Retour sur la chimie prébiotique, S. Miller et les autres…(1)

J’ai été très heureux de voir ce sujet de la chimie prébiotique (la chimie qui a permis à la vie d’apparaître) traité par les amis de www.podcastscience.fm, et de scienceetonnante.wordpress.com. J’aimerais y apporter ma petite contribution de (ex-) chimiste organicien.

Un certain consensus se dégage depuis grosso modo un siècle : la vie serait née d’une « soupe primitive », constituée d’un mélange désorganisé d’espèces chimiques complexes, qui, aurait peu à peu accédé à une certaine forme d’organisation, jusqu’à l’apparition d’un processus d’auto-réplication de macromolécules contenant un code génétique primitif.

Dans ce court paragraphe précédent résident toutes les grandes questions que se posent la chimie prébiotique. Comment s’est formée cette « soupe primitive », et de quoi elle est constituée ? Comment ses composants ont pu s’auto-organiser ? Quelles molécules ont pu acquérir ces propriétés auto-réplicantes nécessaires à une vie primitive, et dans quelles conditions ?

Aucune réponse définitive n’est apportée à chacune de ces questions. Et la diversité des hypothèses envisagées est immense.

Revenons ici sur la question de l’origine des composés de la soupe primitive. Oparine et Haldane ont proposé l’hypothèse géniale que les composés organiques à la base des êtres vivants, et en particulier les acides aminés (briques élémentaires des protéines, qui sont elles-mêmes, pour simplifier, les usines qui font fonctionner la moindre des cellules) pouvaient provenir de matière inorganique (en particulier présent dans une atmosphère primitive terrestre), activée par le rayonnement solaire. Une jolie hypothèse, qui a pu être éprouvée en 1953 par la célébrissime expérience de S. Miller et Urey, dont j’ai piqué à wikipedia le schéma :

Dans le ballon à gauche, est reproduite ce qu’on estimait être la composition de l’atmosphère primitive de la Terre, parcourue par des éclairs provoquées par des émectrodes (pour faire comme les éclairs). Et le résultat a été à la hauteur des espérances : tout plein d’acides aminés, et d’autres molécules organiques indispensables à la vie…

CQFD ?? Ben pas vraiment. En fait, pas du tout. Certes, il était démontré une nouvelle fois que les molécules de la vie pouvaient être issues de matière inorganique, ce que l’on sait depuis 1828 et la synthèse de l’urée par Wöhler. Plus précisemment, l’atmosphère primitive, « activée » par les éclairs, a permis la synthèse d’acide cyanhydrique et de formaldéhyde, qui permet de former des acides aminés par la synthèse de Strecker, et tout ça à partir de méthane, dihydrogène, monoxyde de carbone, eau, et ammoniac.

*****

> _Série d'exercices_
(a) Recopiez, tel quel, le passage du texte sur la chimie prébiotique qui commence par les mots « Un certain consensus » et se termine par « code génétique primitif. ».
(b) Écrivez la suite du texte sur la chimie prébiotique à partir de l'endroit où il s'arrête.
Vous n'aurez pas besoin des entrées.

> _Extrait de données_

*****

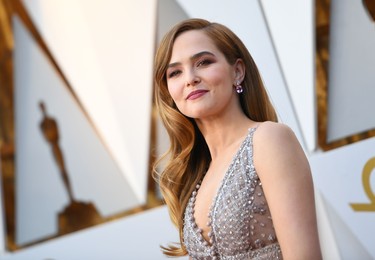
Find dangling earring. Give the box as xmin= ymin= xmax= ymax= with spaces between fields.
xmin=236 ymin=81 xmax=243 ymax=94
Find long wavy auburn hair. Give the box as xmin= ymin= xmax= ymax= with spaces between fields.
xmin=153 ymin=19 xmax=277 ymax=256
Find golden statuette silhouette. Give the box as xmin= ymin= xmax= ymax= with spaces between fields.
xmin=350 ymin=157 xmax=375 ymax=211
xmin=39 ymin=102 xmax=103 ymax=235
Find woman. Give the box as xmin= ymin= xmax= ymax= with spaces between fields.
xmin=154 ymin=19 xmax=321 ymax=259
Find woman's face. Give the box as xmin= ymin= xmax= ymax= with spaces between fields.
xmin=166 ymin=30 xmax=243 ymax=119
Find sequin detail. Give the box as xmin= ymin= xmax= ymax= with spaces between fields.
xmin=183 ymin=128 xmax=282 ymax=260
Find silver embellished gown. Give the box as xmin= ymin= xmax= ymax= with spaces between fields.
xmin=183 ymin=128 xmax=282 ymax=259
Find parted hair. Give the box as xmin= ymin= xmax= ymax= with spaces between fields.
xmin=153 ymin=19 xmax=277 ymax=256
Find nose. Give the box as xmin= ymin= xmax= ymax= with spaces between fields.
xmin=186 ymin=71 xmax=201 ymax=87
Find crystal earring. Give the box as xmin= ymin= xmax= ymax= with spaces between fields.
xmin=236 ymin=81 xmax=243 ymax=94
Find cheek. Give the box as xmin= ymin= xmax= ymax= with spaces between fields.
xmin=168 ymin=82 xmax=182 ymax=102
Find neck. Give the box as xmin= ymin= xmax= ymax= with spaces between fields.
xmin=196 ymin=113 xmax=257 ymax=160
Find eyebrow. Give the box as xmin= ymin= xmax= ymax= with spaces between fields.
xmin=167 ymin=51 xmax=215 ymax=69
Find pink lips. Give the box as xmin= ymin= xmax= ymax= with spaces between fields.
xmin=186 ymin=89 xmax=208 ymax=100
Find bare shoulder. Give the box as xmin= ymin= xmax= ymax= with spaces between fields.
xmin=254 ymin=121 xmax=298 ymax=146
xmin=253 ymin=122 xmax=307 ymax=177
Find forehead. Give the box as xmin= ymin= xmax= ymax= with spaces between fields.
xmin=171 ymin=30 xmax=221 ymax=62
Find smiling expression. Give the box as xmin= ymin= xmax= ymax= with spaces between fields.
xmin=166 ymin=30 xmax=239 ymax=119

*****

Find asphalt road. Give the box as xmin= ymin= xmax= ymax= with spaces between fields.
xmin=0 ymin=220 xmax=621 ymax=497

*****

> _Réponses attendues_
(a)
Un certain consensus se dégage depuis grosso modo un siècle : la vie serait née d’une « soupe primitive », constituée d’un mélange désorganisé d’espèces chimiques complexes, qui, aurait peu à peu accédé à une certaine forme d’organisation, jusqu’à l’apparition d’un processus d’auto-réplication de macromolécules contenant un code génétique primitif.

(b)
Oui, sauf que voilà, il y a d’immenses chances pour que la composition de l’atmosphère primitive réelle ne ressemble pas du tout à cela. Au lieu d’un mélange ammoniac, méthane, dihydrogène, monoxyde de carbone (NH3, CH4, H2, CO), on aurait plutôt eu un mélange diazote, dioxyde de carbone et eau (N2, CO2, H2O).

En fait, alors que N2, CO2 et H2O sont très stables, l’ammoniac NH3, et le méthane CH4 sont rapidement dégradés dans l’atmosphère sous les rayonnements solaires. Quant au dihydrogène H2, trop léger, il a tendance à s’échapper rapidement de l’attraction terrestre… Si dans ces deux hypothèses les éléments chimiques présents sont les mêmes, la seconde est donc constituée de gaz stables, ce qui en fait l’hypothèse généralement admise. Le soucis, c’est que dans ce cas, l’expérience de S. Miller ne fonctionne pas, même en remplaçant les décharges électriques par un intense rayonnement UV.

Les partisans fervents de Miller et Oparine ont néanmoins une petite parade. Il se trouverait qu’éventuellement on pourrait peut-être faire l’hypothèse qu’après l’énorme collision entre la Terre et un astéroïde de la taille de Mars, qui a permis la formation de la Lune, on ait eu un équilibre précaire durant quelques millions d’années permettant la compensation de la perte de ces gaz (CH4, NH3, H2) par, en particulier, un apport extérieur lié à un bombardement intense de la terre par des météorites… (Source sur l’atmosphère primitive)

Tout tombe à l’eau… Au sens figuré, mais aussi au sens propre. Si ce n’est pas dans l’atmosphère que s’est produite la synthèse des premières briques de la vie, cela pourrait être sur la terre ferme (hypothèse très peu vraisemblable, compte tenu du besoin d’eau, de concentration, mais aussi de migration des espèces chimiques), ou dans l’eau liquide.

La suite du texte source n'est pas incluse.